(Objective) Copy every line of each item below verbatim, keeping every character the same.

(Provided information)

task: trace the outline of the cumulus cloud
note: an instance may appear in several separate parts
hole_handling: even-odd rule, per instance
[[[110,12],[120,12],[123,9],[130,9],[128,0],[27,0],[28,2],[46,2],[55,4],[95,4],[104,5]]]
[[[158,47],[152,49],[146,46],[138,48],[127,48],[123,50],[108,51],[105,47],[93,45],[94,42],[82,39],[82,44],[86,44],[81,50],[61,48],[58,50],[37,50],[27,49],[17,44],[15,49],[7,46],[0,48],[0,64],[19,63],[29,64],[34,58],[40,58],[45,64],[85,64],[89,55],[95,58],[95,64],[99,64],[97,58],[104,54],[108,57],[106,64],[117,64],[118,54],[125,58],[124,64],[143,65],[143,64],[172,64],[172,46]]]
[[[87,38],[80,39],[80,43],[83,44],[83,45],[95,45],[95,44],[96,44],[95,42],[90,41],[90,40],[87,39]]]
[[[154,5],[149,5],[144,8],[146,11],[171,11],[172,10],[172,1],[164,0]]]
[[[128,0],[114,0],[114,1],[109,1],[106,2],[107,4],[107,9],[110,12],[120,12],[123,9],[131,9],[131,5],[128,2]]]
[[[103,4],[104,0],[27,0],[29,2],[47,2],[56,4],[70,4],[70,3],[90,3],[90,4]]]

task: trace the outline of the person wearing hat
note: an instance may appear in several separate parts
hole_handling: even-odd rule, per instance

(The output)
task: trace the outline of the cumulus cloud
note: an instance may appear in several separate parts
hole_handling: even-odd rule, per instance
[[[110,12],[120,12],[123,9],[130,9],[128,0],[27,0],[28,2],[46,2],[55,4],[95,4],[104,5]]]
[[[158,47],[152,49],[146,46],[138,48],[127,48],[123,50],[108,51],[105,47],[93,45],[94,42],[82,39],[82,44],[86,44],[81,50],[61,48],[58,50],[37,50],[27,49],[17,44],[15,49],[7,46],[0,48],[0,64],[19,63],[29,64],[34,58],[40,58],[45,64],[85,64],[89,55],[95,58],[95,64],[99,64],[97,58],[104,54],[108,57],[106,64],[117,64],[118,54],[125,58],[124,64],[143,65],[143,64],[172,64],[172,46]]]
[[[87,38],[80,39],[80,43],[83,44],[83,45],[95,45],[95,44],[96,44],[95,42],[90,41],[90,40],[87,39]]]
[[[154,5],[149,5],[144,8],[146,11],[171,11],[172,10],[172,1],[164,0]]]
[[[128,0],[114,0],[114,1],[109,1],[106,2],[107,4],[107,9],[110,12],[120,12],[123,9],[131,9],[131,5],[128,2]]]
[[[103,4],[104,0],[27,0],[29,2],[47,2],[56,4],[70,4],[70,3],[90,3],[90,4]]]

task: trace the outline of the person wearing hat
note: an instance may appear in several separate parts
hole_handling: even-odd rule, per instance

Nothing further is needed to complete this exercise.